(DATA):

[Start of Attachment]

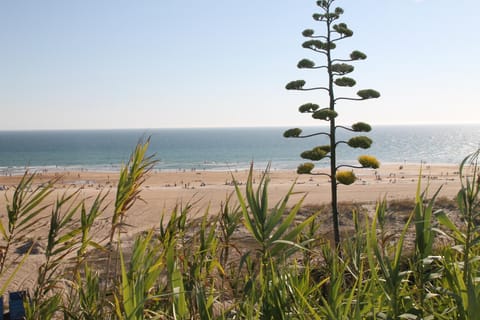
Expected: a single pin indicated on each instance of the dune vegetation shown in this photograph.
(251, 260)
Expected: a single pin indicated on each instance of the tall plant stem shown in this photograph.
(333, 154)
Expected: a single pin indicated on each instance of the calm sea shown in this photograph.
(223, 149)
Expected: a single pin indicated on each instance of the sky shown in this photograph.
(102, 64)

[End of Attachment]

(WORK ITEM): Each entry should be output word for word, with no pictures carried over.

(PROBLEM SOLUTION):
Expected: a single pin indicated on each instance of the dune vegetation shown in this photograph.
(251, 260)
Expected: a single pin indicated on each instance of the tall plant stem shown in this photograph.
(333, 154)
Expected: a single pin indicated on each instance of the calm sea shown in this photograph.
(223, 149)
Expected: a single pin indicated on each instance of the sky shown in this photograph.
(102, 64)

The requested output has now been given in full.